▸ The problem:
Reproduce the material below line for line, with no changes to any wording, numbers, or punctuation.

▸ Supplied material:
>> Start
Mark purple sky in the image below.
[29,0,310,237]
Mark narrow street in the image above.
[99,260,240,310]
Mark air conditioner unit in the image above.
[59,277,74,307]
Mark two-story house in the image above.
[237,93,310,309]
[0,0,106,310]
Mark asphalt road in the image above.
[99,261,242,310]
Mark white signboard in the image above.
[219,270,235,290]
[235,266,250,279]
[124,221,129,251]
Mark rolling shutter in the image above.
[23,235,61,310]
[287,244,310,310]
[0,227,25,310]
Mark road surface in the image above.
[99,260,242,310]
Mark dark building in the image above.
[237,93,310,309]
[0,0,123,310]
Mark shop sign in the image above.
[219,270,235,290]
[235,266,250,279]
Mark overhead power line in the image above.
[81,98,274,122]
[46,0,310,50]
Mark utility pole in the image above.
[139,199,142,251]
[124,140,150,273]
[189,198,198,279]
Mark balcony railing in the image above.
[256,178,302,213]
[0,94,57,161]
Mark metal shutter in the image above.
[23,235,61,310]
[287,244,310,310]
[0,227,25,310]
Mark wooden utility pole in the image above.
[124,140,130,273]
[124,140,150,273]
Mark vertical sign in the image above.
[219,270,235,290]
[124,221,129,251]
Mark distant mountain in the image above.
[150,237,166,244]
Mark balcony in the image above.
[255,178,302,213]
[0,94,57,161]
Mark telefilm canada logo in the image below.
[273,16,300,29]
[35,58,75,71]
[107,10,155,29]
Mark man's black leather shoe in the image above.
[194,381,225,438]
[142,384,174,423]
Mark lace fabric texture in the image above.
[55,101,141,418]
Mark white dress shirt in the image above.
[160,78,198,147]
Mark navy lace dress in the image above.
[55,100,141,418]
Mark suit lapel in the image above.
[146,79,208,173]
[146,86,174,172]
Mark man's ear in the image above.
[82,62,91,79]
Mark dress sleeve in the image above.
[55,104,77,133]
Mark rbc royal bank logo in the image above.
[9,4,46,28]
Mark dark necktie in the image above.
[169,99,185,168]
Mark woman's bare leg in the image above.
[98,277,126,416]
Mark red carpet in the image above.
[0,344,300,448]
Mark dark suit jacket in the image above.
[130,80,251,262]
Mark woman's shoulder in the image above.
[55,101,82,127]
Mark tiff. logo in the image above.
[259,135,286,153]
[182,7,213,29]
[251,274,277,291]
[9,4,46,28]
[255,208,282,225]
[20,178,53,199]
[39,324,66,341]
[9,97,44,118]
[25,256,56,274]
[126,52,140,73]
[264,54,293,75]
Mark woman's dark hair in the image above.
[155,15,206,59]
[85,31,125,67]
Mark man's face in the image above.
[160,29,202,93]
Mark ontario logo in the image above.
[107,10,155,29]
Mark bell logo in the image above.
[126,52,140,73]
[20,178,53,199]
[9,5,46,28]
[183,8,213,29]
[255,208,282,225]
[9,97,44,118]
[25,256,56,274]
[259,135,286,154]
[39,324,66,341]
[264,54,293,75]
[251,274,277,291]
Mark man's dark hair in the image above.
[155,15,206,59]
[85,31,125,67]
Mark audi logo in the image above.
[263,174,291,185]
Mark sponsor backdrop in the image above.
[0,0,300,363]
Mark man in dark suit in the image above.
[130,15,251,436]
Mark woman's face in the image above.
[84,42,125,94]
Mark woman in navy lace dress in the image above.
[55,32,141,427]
>> End
▸ Problem solution:
Mark purple sky in the image below.
[29,0,310,237]
Mark narrow street in the image above.
[99,260,240,310]
Mark air conditioner unit in the image above.
[59,277,74,307]
Mark two-story house in the image above.
[237,93,310,309]
[0,0,106,310]
Mark asphalt road in the image above.
[99,261,242,310]
Mark white signboard in the image above.
[219,270,235,290]
[235,266,250,279]
[124,221,129,251]
Mark rolling shutter in the image above.
[23,235,61,310]
[287,244,310,310]
[0,227,25,310]
Mark road surface in the image above.
[99,260,242,310]
Mark dark building in the image above.
[237,93,310,309]
[0,0,123,310]
Mark shop sign in the image above.
[219,270,235,290]
[235,266,250,279]
Mark overhead power line in the image above.
[81,98,274,122]
[46,0,310,50]
Mark utility pole in the image above.
[139,199,142,251]
[124,140,150,273]
[189,198,198,279]
Mark balcony railing in the image above.
[256,178,302,213]
[0,94,57,161]
Mark metal shutter in the image above.
[23,235,61,310]
[287,244,310,310]
[0,227,25,310]
Mark wooden utility pole in the image above.
[124,140,130,273]
[124,140,150,273]
Mark vertical sign in the image above.
[219,270,235,290]
[124,221,129,251]
Mark distant mountain in the image above.
[150,237,166,244]
Mark balcony in the image above.
[255,178,302,213]
[0,94,57,161]
Mark telefilm canada logo in the image below.
[273,16,300,29]
[35,58,75,71]
[107,10,155,29]
Mark man's black leather shoe in the image above.
[194,381,225,438]
[142,384,174,423]
Mark lace fabric texture in the image above.
[55,101,141,418]
Mark white dress shirt in the image above.
[160,78,198,147]
Mark navy lace dress in the image above.
[55,100,141,418]
Mark suit lapel in the image above.
[146,79,208,173]
[146,86,174,172]
Mark man's ear in the image above.
[82,62,91,79]
Mark dress sleeve in the image above.
[55,104,77,133]
Mark rbc royal bank logo in the image above.
[9,4,46,28]
Mark dark necktie in the image above.
[169,99,185,168]
Mark woman's bare leg in the image above.
[98,277,126,416]
Mark red carpet in the image above.
[0,344,300,448]
Mark dark suit jacket in the image above.
[130,80,251,262]
Mark woman's shoulder in the image above.
[55,101,82,127]
Mark tiff. logo in the image above.
[259,135,286,153]
[182,7,213,29]
[251,274,277,291]
[9,4,46,28]
[255,208,282,225]
[20,178,53,199]
[39,324,66,341]
[9,97,44,118]
[25,256,56,274]
[126,52,140,73]
[264,54,293,75]
Mark woman's dark hair in the image above.
[155,15,206,59]
[85,31,125,67]
Mark man's face in the image above.
[160,29,202,93]
Mark ontario logo in the image above.
[107,10,155,29]
Mark bell logo in the image above.
[126,52,140,73]
[20,178,53,199]
[9,5,46,28]
[183,8,213,29]
[255,208,282,225]
[9,97,44,118]
[25,256,56,274]
[259,135,286,154]
[39,324,66,341]
[264,54,293,75]
[251,274,277,291]
Mark man's dark hair in the image above.
[155,15,206,59]
[85,31,125,67]
Mark audi logo in the image above.
[263,174,291,185]
Mark sponsor backdrop in the image above.
[0,0,300,363]
Mark man in dark suit in the image above.
[130,15,251,436]
Mark woman's face in the image above.
[84,42,125,94]
Mark woman in navy lace dress in the image above.
[55,32,141,427]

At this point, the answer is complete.